(Given task A):
Answer these questions about the FocalNet-DINO issue thread:
(i) According to the title, which dataset was the model pretrained with?
(ii) Which unknown backbone does the NotImplementedError name?
(iii) What does jwyang ask in reply?
===== Quoted passage
How to use FocalNet-DINO pretrained with Object365

Kun-Ming commented 1 year ago

Hi,

Thank you for sharing the work!

I am using your model pretrained with Objecet365 dataset which you indicated here: https://github.com/FocalNet/FocalNet-DINO. While when I run the code in https://github.com/FocalNet/FocalNet-DINO/blob/main/inference_and_visualization.ipynb in order to predict for some images, it reports bugs on /FocalNet-DINO/models/dino/backbone.py: NotImplementedError: Unknown backbone focalnet_large_fl4_pretrained_on_o365 I added focalnet_large_fl4_pretrained_on_o365 in the dict at https://github.com/FocalNet/FocalNet-DINO/blob/main/models/dino/backbone.py#L229 and https://github.com/FocalNet/FocalNet-DINO/blob/main/models/dino/backbone.py#L205, but it still came out that NotImplementedError: Unknown backbone focalnet_large_fl4_pretrained_on_o365 in the function https://github.com/FocalNet/FocalNet-DINO/blob/main/models/dino/focal.py#L515. I found I cannot fix it due to the unknown parameter in https://github.com/FocalNet/FocalNet-DINO/blob/main/models/dino/focal.py#L531.

Could you help me to use the model? Thank you for your time.

jwyang commented 1 year ago

Hi, which config did you use to load the ckpt?
==========
===== Entries
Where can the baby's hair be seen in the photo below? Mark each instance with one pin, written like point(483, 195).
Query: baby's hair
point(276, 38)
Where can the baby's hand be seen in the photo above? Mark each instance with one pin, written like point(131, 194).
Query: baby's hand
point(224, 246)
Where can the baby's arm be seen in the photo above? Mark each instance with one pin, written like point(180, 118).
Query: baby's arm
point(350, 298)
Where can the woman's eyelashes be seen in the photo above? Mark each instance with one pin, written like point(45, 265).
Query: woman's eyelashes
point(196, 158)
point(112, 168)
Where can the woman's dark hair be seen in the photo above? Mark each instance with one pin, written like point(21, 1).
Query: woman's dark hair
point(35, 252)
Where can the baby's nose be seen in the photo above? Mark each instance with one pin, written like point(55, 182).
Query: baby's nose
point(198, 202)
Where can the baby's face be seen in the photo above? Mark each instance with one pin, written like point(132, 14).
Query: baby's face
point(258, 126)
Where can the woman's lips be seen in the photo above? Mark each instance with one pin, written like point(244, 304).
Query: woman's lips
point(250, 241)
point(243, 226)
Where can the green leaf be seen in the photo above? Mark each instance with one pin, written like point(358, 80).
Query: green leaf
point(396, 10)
==========
(Given task B):
Rewrite the data listing lines between the lines holding "Where can the woman's eyelashes" and "point(258, 126)", inclusive, as a numbered list without blank lines.

(Written response A):
(i) Object365
(ii) focalnet_large_fl4_pretrained_on_o365
(iii) Which config was used to load the ckpt.

(Written response B):
1. Where can the woman's eyelashes be seen in the photo above? Mark each instance with one pin, written like point(45, 265).
2. Query: woman's eyelashes
3. point(196, 158)
4. point(112, 168)
5. Where can the woman's dark hair be seen in the photo above? Mark each instance with one pin, written like point(21, 1).
6. Query: woman's dark hair
7. point(35, 252)
8. Where can the baby's nose be seen in the photo above? Mark each instance with one pin, written like point(55, 182).
9. Query: baby's nose
10. point(198, 202)
11. Where can the baby's face be seen in the photo above? Mark each instance with one pin, written like point(132, 14).
12. Query: baby's face
13. point(258, 126)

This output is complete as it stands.